PAGE:
La force de « Old Music Will Have To Go », ainsi que sa magie hypnotique, tient peut-être à ceci : ne pas oublier la débrouillardise des années Home Studio, l’aspect branlant conféré par le 4-pistes des débuts. Enregistré avec une classe folle par Triboulet (le Steve Albini français) au réputé Studio de la Trappe et produit par Don Joe himself (l’âme bougonne du groupe), ces dix chansons ne perdent jamais à l’esprit qu’une certaine nonchalance est parfois nécessaire afin d’éviter une servitude trop affirmée, qu’un laisser-aller s’impose pour offrir un souffle personnel (intime, serait-on également tenté d’écrire tant, chez Indian Ghost, chaque accord donne la sensation d’un don, d’une mise à nue) à des titres ayant trois fois l’âge de leurs auteurs. Sur ce point, les quatre toulousains ne possèdent aucun équivalent français : là où beaucoup se contentent de mimer, Indian Ghost se réapproprie et redéfinit ; là où certains ne dépassent jamais l’allégeance, Indian Ghost se confronte aux « maîtres » et parfois les surpasse (si Wilco sortait aujourd’hui un disque de cette trempe, l’intelligentsia crierait au génie) ; là où la triste doxa folk-rock française hésite à lever les yeux de ses charentaises, Indian Ghost lui donne un bon coup de pied au cul…

Actifs mais pas très productifs depuis 93 (mais on sait qu’une absence de reconnaissance ne permet pas de sortir un disque chaque année), Don Joe et sa bande donnent l’impression d’un méga groupe en attente. Du coup, la mélancolie de « Old Music Will Have To Go » tient sans doute à un aspect vieux combattants sans illusion, à un Crazy Horse qui se saurait condamner à une honteuse confidentialité... Indian Ghost, pour ainsi dire, anticipe l’anonymat et en saupoudre de spleen sa dernière production. Sauf que là, le vent risque de tourner. Très favorablement. Impossible d’imaginer qu’un disque tel que « Old Music Will Have To Go » ne permette pas à Indian Ghost de récolter le prix qui lui revient : celui du meilleur groupe de rock français actuel.

(Extraits de données d'annotation par points)

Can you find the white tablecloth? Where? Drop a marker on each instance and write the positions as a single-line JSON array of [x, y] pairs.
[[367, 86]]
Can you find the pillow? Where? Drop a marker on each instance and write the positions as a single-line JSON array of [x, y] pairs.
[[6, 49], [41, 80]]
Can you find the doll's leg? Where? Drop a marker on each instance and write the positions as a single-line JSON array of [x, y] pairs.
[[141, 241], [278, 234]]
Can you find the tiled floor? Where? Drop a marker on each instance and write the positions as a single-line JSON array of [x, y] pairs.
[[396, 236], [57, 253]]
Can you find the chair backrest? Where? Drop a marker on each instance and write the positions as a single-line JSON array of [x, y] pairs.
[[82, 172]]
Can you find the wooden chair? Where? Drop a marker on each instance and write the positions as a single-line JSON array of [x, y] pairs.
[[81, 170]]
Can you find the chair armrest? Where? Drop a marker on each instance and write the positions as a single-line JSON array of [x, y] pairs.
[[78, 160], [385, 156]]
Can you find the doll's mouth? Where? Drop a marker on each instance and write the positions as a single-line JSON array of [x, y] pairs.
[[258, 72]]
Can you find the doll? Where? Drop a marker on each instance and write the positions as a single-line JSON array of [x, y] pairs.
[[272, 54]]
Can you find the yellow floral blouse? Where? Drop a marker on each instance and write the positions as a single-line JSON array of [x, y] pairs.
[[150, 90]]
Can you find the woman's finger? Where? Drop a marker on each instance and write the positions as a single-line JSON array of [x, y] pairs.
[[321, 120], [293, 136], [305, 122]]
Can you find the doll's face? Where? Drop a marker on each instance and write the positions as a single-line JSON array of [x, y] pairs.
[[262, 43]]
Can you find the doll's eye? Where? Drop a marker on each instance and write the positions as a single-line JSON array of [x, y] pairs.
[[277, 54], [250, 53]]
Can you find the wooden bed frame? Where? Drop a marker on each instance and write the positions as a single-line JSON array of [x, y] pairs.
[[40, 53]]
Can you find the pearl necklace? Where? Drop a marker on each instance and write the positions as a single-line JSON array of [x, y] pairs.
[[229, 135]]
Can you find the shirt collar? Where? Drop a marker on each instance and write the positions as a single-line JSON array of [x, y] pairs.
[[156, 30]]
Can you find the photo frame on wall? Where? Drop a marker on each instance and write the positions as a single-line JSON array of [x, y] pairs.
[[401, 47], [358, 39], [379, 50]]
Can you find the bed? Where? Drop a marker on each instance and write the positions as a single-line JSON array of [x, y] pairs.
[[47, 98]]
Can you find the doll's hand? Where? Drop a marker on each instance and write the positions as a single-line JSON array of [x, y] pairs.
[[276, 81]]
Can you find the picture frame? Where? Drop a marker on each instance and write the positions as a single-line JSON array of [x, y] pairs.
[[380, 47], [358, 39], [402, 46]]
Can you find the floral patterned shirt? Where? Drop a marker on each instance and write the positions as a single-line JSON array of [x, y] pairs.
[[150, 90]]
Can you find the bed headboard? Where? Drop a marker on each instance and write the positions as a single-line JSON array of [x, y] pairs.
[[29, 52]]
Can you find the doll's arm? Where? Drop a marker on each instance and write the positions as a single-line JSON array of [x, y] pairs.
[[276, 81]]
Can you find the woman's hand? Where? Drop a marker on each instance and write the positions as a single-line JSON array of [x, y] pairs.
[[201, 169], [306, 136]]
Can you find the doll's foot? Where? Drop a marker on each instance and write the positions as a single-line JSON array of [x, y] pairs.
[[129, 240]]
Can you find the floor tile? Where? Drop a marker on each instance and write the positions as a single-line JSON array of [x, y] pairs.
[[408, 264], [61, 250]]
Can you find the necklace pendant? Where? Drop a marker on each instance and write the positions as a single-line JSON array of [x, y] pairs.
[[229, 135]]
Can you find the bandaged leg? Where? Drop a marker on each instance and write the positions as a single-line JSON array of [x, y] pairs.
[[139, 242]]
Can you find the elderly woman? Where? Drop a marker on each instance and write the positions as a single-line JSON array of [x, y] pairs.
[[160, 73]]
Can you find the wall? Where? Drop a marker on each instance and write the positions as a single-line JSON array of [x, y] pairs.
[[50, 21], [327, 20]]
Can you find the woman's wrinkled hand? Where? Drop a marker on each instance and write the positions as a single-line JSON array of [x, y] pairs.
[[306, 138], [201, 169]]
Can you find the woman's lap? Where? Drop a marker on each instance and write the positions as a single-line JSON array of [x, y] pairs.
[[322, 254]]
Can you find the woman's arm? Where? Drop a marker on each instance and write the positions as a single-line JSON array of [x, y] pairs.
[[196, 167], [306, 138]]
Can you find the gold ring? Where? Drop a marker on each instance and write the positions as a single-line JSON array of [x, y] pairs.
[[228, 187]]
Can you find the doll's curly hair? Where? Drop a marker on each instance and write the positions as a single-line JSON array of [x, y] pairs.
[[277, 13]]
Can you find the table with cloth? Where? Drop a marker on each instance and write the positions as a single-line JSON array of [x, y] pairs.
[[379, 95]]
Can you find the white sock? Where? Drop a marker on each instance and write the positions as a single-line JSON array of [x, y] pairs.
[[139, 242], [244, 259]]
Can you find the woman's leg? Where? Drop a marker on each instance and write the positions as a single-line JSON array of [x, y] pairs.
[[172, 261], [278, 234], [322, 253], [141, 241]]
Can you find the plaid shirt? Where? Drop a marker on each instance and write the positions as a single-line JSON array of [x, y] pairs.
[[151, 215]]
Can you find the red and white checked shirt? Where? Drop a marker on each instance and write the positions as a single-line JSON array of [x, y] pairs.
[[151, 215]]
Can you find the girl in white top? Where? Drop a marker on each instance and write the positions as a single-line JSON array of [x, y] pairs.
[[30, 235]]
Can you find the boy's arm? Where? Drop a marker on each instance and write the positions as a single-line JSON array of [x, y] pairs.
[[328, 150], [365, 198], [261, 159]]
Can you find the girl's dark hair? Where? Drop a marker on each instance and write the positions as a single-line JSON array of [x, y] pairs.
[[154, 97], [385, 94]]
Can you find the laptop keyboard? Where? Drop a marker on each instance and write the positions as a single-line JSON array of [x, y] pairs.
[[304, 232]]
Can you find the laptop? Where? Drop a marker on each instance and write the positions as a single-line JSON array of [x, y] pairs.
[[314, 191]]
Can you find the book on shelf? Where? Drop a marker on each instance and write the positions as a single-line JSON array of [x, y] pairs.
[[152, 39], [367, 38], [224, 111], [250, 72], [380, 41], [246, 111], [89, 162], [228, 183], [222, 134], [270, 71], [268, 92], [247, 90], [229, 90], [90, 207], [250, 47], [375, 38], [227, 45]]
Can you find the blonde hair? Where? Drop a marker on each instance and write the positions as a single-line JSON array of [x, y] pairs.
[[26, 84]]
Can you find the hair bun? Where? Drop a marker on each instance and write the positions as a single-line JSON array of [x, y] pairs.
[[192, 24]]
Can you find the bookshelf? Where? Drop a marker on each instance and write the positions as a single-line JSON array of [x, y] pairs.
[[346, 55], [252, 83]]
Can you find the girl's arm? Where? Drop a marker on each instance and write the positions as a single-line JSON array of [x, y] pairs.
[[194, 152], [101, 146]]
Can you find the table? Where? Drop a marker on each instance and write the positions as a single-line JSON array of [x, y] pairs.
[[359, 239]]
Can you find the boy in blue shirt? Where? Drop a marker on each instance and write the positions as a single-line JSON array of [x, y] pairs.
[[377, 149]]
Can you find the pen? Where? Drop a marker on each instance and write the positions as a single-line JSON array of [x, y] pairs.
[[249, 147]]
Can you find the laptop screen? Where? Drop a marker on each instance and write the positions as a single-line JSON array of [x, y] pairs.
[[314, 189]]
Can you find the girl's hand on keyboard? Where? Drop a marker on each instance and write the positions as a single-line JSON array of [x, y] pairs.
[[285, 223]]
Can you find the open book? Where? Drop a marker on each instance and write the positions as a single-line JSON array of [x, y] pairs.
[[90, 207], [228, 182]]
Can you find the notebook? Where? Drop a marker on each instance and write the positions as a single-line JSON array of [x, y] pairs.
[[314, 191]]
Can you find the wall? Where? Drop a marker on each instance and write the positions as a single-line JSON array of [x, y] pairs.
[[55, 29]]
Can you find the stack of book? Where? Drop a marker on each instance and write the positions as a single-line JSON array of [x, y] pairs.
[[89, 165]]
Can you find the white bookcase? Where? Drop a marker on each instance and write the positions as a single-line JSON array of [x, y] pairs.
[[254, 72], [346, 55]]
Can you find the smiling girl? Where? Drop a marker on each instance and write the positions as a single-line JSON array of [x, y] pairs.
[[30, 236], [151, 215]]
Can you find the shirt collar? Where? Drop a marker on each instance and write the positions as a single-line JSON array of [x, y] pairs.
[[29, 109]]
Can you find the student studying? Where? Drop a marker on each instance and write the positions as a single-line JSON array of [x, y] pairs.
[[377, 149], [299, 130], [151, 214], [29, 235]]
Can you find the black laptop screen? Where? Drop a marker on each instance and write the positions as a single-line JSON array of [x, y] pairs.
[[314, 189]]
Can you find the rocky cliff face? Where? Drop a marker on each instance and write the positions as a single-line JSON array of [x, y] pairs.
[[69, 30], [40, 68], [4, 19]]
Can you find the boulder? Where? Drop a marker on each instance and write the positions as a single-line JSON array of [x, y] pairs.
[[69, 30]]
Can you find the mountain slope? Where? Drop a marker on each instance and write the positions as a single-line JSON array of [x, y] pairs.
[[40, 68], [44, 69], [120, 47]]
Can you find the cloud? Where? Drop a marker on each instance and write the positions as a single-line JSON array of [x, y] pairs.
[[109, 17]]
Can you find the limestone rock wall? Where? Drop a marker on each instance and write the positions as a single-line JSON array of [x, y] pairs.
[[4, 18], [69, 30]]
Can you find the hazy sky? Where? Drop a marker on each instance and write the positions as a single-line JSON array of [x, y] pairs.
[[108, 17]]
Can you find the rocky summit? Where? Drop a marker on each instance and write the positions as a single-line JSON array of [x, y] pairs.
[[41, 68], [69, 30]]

EXERCICE:
D'après la page, dans quel studio « Old Music Will Have To Go » a-t-il été enregistré ?

RÉSULTAT FINAL:
Au Studio de la Trappe.